*Study text*:
Of course, it is a long way from granting limited constitutional rights to pregnant pigs to expanding coverage of the Bill of Rights to all animals. But it would definitely be a first step on the proverbial thousand-mile journey.
This is a fair characterization of the thinking of some animal-rights advocates (and of many bioethicists who do not go so far as to include animals in the sphere of personhood). But it is a far cry from accepting mental capacity as a criterion for moral personhood to imagining that writing animal rights into a state Constitution will establish animals as persons in the legal sense. Though this is a much-honored tactic of the anti-choice right wing, who have been feverishly writing fetal-protection statutes into the law wherever they can manage it, in the expectation that calling a fetus a person will make it a person, it is just as irrational in the case of fetuses as it is in the case of animals. The entire enterprise (if indeed this is what animal-rights activists are attempting to do, as Smith imagines) is logically backward: for “rights” for these entitities to make any sense, you must first demonstrate that they are moral persons; then you can talk about what legal status they ought to have. But merely imposing certain legal regulations on the treatment of a given entity does not make it a moral (or a legal) person. You can mandate legal protections for non-persons (and we do so all the time: flags, parklands, national monuments, dead bodies, etc.). You can demand “humane” or non-harmful treatment for non-persons as well, as again we do in many cases (pets, farm animals, etc.). But simply declaring that we think certain entities should be treated in certain ways does not mean we think those entities are persons. Even declaring that we think they should be treated in the way that they would have to be treated if they were in fact persons does not make them persons. (You can treat something as if it was a person even when it’s not one.) The claim that a given entity is a person is logically prior to the claim that the entity enjoys the rights of personhood by virtue of being a person, and nothing can change that.
Strangely, Smith seems to believe that legal constitutions must not contain anything that does not pertain to specifically human rights.

*Record excerpts*:
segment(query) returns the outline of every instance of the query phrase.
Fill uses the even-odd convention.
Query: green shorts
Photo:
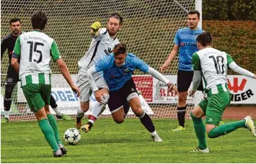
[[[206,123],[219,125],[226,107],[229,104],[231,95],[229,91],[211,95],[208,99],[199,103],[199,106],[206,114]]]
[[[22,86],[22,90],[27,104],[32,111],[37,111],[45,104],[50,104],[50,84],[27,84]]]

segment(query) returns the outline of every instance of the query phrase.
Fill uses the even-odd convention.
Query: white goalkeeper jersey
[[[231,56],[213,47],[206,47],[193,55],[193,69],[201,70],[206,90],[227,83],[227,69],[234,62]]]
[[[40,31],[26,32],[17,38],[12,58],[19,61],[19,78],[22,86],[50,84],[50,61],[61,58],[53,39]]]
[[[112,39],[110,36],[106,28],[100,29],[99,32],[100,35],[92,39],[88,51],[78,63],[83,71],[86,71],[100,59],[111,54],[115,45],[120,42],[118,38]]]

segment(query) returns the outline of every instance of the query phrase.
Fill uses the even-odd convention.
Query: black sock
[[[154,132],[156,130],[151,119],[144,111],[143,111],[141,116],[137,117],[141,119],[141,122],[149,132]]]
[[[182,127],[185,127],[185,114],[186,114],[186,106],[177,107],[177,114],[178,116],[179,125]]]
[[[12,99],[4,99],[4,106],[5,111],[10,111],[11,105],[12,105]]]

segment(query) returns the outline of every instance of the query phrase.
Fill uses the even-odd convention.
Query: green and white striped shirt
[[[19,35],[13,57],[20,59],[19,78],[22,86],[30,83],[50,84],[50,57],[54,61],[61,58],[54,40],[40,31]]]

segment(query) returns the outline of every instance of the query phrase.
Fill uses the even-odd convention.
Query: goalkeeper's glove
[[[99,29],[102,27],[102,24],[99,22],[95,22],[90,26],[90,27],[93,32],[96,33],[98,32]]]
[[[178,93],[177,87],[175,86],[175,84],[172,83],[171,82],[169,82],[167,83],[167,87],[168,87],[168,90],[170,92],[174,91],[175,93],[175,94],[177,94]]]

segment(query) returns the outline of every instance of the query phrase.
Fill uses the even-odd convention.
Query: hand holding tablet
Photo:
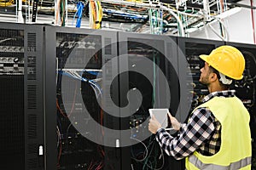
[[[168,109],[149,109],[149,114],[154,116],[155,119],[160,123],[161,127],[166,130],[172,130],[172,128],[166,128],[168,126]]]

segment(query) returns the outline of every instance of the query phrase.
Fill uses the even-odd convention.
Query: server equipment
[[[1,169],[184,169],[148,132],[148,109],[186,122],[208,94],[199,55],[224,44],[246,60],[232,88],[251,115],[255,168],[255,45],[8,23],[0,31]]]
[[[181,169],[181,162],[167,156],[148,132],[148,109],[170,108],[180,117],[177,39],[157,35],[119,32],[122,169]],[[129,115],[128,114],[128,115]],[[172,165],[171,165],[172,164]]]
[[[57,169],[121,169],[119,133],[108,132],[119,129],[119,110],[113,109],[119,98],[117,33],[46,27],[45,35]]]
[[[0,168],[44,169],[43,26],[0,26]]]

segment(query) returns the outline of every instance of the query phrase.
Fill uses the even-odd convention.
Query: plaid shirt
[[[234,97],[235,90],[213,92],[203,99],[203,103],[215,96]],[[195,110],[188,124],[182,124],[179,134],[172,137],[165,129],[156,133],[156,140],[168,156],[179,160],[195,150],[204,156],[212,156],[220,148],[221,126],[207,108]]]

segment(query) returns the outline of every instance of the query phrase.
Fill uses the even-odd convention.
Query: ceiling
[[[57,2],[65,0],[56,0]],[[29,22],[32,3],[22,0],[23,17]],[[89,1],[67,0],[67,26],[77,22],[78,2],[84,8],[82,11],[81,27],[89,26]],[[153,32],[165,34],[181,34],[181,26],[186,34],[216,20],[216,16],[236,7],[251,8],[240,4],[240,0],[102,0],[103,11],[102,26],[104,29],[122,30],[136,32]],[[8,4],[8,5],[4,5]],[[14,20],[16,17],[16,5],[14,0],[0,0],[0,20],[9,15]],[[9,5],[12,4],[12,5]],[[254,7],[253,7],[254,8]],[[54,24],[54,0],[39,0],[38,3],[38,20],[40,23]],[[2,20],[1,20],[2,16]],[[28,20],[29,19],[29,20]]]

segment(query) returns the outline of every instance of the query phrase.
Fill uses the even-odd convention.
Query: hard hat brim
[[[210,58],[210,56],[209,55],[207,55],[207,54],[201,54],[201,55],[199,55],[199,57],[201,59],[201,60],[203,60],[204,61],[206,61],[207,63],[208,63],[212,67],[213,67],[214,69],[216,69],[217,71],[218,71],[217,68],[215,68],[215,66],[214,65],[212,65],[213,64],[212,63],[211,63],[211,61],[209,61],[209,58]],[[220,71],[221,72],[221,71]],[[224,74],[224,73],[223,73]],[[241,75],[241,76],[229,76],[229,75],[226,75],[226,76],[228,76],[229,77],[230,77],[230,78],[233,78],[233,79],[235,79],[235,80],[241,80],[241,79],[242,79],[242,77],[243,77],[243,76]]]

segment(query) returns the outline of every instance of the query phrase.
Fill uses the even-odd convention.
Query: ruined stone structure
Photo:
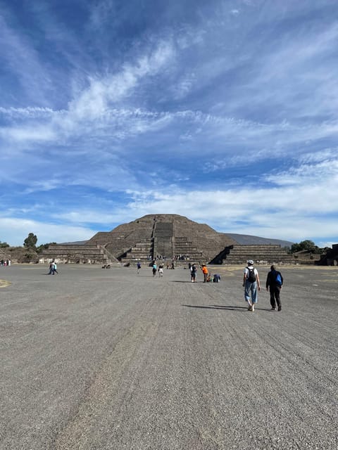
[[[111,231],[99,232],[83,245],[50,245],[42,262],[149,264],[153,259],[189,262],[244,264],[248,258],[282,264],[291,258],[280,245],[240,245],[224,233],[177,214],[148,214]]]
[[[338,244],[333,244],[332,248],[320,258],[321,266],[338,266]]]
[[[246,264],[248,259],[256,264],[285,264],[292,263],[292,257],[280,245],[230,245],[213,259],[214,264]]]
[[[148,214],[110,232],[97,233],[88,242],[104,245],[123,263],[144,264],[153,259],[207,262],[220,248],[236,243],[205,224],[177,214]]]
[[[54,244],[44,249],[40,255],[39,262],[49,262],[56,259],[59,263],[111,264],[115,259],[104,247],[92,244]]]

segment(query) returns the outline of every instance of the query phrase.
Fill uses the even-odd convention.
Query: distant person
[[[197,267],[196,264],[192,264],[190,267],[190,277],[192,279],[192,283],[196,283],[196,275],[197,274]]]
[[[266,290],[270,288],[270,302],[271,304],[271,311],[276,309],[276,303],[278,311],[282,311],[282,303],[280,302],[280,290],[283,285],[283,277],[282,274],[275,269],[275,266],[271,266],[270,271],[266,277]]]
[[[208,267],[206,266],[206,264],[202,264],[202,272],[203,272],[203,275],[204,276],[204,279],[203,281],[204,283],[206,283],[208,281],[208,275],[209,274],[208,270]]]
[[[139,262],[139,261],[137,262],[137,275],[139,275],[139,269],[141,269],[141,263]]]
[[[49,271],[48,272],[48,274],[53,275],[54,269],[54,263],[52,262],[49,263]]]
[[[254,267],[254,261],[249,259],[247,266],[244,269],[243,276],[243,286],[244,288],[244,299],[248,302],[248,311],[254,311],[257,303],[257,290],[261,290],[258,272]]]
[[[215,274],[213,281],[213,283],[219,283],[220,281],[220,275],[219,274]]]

* * *

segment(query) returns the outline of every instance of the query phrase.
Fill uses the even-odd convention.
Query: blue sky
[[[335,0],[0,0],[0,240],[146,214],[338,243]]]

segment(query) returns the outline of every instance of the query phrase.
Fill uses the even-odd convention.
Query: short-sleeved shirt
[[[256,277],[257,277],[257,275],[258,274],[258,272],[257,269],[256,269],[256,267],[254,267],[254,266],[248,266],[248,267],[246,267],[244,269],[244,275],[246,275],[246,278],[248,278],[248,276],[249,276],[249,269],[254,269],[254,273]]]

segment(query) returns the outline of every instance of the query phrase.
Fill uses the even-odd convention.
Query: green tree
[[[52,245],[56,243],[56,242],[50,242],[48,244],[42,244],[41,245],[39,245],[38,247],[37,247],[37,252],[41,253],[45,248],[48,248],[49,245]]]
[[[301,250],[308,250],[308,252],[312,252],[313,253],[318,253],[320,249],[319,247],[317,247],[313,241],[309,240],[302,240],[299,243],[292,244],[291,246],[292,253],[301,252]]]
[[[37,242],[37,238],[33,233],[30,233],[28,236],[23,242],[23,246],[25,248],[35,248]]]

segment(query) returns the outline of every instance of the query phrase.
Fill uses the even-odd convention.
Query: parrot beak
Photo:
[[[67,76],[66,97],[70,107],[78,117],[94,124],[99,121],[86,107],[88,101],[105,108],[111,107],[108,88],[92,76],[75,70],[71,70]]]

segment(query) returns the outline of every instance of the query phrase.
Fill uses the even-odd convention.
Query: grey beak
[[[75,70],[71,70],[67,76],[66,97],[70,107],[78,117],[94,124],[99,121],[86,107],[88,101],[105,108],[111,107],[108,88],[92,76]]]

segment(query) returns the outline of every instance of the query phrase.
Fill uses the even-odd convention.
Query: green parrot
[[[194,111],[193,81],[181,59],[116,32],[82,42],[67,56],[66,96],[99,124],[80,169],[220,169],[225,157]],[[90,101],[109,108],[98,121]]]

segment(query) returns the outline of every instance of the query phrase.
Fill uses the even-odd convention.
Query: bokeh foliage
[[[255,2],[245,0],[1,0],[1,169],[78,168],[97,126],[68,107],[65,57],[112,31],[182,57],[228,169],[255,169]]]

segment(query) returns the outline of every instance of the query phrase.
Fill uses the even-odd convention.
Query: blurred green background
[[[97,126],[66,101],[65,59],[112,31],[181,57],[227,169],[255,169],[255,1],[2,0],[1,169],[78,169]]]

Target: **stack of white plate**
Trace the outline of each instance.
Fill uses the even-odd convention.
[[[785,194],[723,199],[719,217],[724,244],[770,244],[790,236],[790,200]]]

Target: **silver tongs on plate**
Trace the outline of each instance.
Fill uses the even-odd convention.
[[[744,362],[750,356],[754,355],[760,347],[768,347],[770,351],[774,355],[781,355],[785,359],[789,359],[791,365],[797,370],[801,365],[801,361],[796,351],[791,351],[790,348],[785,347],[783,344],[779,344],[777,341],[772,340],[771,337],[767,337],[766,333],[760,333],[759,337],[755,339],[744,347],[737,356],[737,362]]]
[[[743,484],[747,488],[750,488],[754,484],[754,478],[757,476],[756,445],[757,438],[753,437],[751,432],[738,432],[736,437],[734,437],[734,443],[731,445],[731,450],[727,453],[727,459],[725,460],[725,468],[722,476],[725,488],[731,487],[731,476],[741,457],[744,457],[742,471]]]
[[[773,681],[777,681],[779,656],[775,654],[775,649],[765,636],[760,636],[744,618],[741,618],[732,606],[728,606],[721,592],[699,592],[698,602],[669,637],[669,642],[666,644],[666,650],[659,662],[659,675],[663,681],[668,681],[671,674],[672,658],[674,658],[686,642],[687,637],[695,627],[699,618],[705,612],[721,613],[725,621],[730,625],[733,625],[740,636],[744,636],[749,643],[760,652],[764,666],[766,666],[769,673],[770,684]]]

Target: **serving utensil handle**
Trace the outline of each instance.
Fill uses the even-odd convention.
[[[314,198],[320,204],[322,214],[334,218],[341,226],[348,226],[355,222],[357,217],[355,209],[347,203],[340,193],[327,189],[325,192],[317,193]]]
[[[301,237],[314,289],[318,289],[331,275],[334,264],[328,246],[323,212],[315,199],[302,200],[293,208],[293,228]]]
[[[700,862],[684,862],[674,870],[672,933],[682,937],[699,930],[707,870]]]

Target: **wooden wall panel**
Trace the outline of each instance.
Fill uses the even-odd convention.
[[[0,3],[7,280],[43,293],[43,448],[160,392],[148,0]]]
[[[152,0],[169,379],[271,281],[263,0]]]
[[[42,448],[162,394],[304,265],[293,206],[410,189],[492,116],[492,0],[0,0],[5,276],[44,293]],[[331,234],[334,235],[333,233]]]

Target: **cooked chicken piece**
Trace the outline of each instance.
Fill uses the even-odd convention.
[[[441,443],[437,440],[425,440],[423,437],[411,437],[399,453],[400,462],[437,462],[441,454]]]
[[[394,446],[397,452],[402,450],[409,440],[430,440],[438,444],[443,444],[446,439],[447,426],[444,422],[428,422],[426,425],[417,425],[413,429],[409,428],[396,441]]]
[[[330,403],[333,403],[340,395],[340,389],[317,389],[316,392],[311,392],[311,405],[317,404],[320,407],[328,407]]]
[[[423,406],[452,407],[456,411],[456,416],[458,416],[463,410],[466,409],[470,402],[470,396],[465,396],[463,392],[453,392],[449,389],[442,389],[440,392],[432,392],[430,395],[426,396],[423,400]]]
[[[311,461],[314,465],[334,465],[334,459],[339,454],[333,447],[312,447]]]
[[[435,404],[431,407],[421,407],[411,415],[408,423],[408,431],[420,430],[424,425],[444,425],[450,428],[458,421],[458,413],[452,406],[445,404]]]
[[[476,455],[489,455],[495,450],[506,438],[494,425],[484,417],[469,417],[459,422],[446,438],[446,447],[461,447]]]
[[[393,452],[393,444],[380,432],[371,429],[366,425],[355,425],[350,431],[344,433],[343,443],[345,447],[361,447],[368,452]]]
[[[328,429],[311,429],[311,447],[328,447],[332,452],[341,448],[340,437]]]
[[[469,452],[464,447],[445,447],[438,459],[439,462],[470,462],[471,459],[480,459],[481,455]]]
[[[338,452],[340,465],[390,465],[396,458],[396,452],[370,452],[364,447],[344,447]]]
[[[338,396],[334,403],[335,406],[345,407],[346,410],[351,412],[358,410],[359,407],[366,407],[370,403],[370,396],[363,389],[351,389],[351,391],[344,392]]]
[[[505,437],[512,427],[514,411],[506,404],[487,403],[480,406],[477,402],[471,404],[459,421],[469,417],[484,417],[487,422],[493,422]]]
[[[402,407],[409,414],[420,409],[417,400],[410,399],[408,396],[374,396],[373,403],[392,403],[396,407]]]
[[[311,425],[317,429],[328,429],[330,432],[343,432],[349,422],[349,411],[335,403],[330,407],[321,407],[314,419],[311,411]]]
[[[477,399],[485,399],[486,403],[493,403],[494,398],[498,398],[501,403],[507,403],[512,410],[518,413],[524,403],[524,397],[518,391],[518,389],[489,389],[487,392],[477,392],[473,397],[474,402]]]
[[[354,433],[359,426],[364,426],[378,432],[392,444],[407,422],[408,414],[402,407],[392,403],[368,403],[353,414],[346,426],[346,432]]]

==

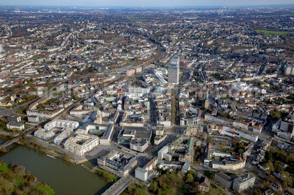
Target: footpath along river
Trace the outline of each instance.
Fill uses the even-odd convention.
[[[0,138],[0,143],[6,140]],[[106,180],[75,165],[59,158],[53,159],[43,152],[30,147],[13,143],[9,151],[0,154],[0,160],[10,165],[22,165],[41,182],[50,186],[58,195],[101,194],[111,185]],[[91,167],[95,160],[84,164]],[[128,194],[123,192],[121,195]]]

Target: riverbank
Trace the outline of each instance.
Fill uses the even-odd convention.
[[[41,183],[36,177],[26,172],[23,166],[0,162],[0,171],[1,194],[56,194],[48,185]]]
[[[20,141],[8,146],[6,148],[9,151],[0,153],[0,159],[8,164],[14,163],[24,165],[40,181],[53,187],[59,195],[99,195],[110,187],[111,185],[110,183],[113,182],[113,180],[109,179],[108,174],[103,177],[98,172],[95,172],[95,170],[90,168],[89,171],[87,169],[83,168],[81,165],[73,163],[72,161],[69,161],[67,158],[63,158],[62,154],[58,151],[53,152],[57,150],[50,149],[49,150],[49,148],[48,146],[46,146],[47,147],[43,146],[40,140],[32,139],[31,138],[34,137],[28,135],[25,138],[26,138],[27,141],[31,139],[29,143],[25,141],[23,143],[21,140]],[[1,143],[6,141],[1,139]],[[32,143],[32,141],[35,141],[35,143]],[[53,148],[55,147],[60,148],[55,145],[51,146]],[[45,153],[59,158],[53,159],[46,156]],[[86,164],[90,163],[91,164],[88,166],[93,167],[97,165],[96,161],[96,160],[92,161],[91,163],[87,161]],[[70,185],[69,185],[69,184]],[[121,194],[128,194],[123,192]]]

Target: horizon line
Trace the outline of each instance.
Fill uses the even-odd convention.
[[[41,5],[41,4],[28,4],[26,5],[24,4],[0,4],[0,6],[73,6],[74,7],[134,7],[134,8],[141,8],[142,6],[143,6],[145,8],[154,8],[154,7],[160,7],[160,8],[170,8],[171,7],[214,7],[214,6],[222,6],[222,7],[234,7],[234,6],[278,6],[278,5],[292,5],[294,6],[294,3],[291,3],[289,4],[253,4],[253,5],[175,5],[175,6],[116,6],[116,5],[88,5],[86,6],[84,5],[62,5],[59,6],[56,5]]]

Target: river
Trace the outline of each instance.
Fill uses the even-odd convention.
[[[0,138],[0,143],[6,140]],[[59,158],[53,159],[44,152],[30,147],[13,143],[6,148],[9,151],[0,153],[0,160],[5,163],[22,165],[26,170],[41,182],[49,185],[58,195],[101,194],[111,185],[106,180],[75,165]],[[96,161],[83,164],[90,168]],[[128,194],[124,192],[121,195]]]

*Instructions to follow*: Continue the passage on animal rights and moral personhood, picking up right after its final sentence.

*Answer below*:
Granting animals constitutional rights would cheapen these charters. Indeed, it would undermine constitutions as exclusively establishing and protecting human rights.
But it’s clear that constitutions do much more than that. They establish the structures of government and the law, stipulate terms, powers, and privileges of offices, decree relations between the constitutional entity and other entities, declare and regulate the rights of subjects, and many other things. Democratic government may embody certain notions of human rights, but nothing about human rights is invoked in stipulating that a President shall serve for 4 years, or 6, or 7, or what have you. Whether the government includes a unicameral or bicameral legislature is of great political significance but has nothing to do with personhood and almost nothing to do with rights. Smith states that animal-protection is all right in the statutory laws, but takes on some sort of ominous moral significance if written into the constitution; this seems not only a distinction that makes very little moral difference, but one founded on a delusion about what a constitution is. And the fact that many US states use their constitutions as a kind of repository for laws passed by referendum (California’s state constitution is over 200 pages long and has been amended over 400 times), without trespassing on any grave moral concepts in doing so, makes it clear Smith is working from assumptions that have nothing to do with legal reality.